◆ Questions to answer
A - In the piece about the border mission trip, why does Rev. Brandi Horton say she will never hear the phrase "clothed in Christ" in quite the same way again?
B - In the piece about the border mission trip, list everything the facility provided to the immigrants.
C - Pick up the piece about the border mission trip after its last sentence and keep writing.

Start of Excerpted passage

Investing in the Young at the Border


Spending time with youth, single mothers and families at the Texas-Mexico border earlier this month was an emotional experience for members of the Cabinet and Provisional Elders and Deacons.
“It is almost impossible to describe the complete transformation of the families during their brief stay at Sacred Heart Catholic Church in McAllen, TX, where I spent two days, during our mission trip this month,” shares Rev. Brandi Horton, associate pastor of Deer Park UMC. Clergy Excellence Center Director Rev. Gail Ford Smith and others provided much needed hospitality to youngsters and families that were released from the Mexican border detention centers with only the clothes on their back. According to Brandi, the facility provided much-needed toiletries, food, a change of clothes, and a shower to immigrants coming from Central America. “Clean clothes and a shower can do amazing things!” adds Brandi. “After witnessing these families putting on new clothes, being made clean, and having their dignity and worth restored, I will never hear the phrase clothed in Christ in quite the same way again.”
Rev. Ben Lohmer, Sr., Pattison UMC had an equally moving experience. “During this mission trip, I had the opportunity to speak with and serve many immigrants, mostly children traveling with a single parent. The first observation I made was how many children are fleeing, usually with one of their parents. Not once did I see both parents with their children. My heart broke for them as I tried to understand the atrocities, fear, and death they were fleeing from and the hope they had in finding life in the United States. To take such a dangerous journey from places like El Salvador, Honduras, and Guatemala on the slim chance of being able to get to a better place amazed me. These people want to work. These parents want the best life for their children. They want to live in a place where cartels and warlords do not run everything,” he shares. Adds Ben, “As I reflected on these experiences, I realized that they want exactly what I want.”

End of Excerpted passage
Start of Entries provided

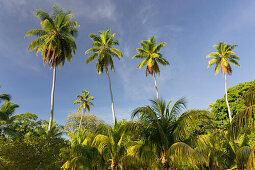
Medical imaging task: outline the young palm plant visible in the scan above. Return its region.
[25,6,79,132]
[85,29,122,124]
[206,42,240,123]
[61,128,105,170]
[93,122,129,170]
[131,98,204,169]
[132,36,169,99]
[73,91,94,129]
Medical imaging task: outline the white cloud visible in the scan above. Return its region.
[0,0,118,22]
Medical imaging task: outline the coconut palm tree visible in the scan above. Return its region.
[229,86,255,139]
[132,36,169,99]
[206,42,240,123]
[25,6,79,132]
[131,98,205,169]
[85,29,122,124]
[93,122,130,170]
[61,128,105,170]
[73,90,94,128]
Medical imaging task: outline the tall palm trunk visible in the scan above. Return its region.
[48,66,56,133]
[161,155,169,170]
[153,72,159,99]
[111,159,118,170]
[225,74,232,123]
[105,68,116,125]
[79,108,86,129]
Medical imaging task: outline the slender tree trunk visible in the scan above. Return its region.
[161,155,169,170]
[111,159,118,170]
[225,74,232,123]
[105,68,116,125]
[48,66,56,133]
[153,72,159,99]
[79,108,86,129]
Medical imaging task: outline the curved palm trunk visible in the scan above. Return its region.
[153,72,159,99]
[225,74,232,123]
[161,155,169,170]
[48,66,56,133]
[111,159,118,170]
[105,68,116,124]
[79,108,86,129]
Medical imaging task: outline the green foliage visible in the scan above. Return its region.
[206,42,240,75]
[133,36,169,76]
[64,113,108,134]
[211,81,255,129]
[0,121,65,169]
[85,29,123,74]
[25,6,79,67]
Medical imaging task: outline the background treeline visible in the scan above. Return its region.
[0,81,255,169]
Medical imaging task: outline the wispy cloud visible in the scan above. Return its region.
[0,0,118,22]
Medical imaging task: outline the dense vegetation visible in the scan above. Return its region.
[0,6,255,170]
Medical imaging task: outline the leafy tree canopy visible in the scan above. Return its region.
[211,80,255,129]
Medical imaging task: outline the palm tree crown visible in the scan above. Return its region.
[206,42,240,123]
[25,6,79,132]
[132,98,205,169]
[85,29,122,124]
[132,36,169,76]
[25,6,79,67]
[206,42,240,76]
[73,90,94,112]
[85,29,122,74]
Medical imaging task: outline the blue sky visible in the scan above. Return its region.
[0,0,255,123]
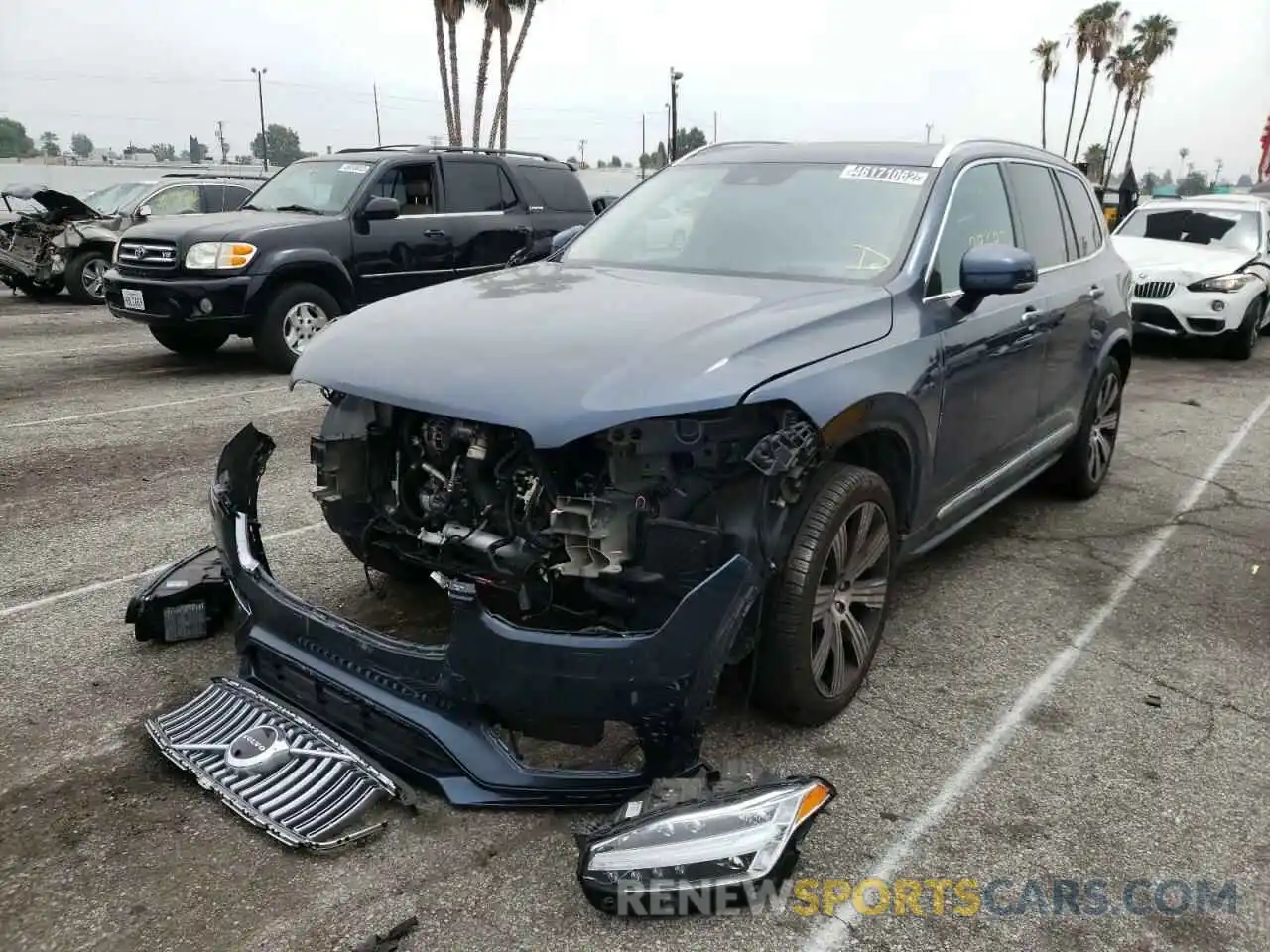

End of Entries provided

◆ Answers in order
A - She watched the families put on new clothes, get clean, and have their dignity and worth restored.

B -
- Toiletries
- Food
- A change of clothes
- A shower

C -
According to the Texas Conference leader team, when immigrants arrive at the welcoming center they are carrying little or nothing. Adds Ben, “Many of them have been outdoors for several weeks, have not showered or eaten much, and arrive dehydrated from the journey to the border. At the center, they get hygiene products, water, food, a shower, clean clothes, a phone call, and a safe place to rest inside with air conditioning. It is the first time they feel safe and welcomed, maybe in their whole life. The state of fleeing immigrants from countries riddled with war, crime, and abysmal unemployment should give rise to the heart of God and the Church. As a young clergy person, seeing with my own eyes the state of immigrants coming into the United States was a tipping point in my missional awareness. We are called to do good, do no harm, and stay in love with the most holy and gracious God. Here is the God-given opportunity to test ourselves and see our faith increased.”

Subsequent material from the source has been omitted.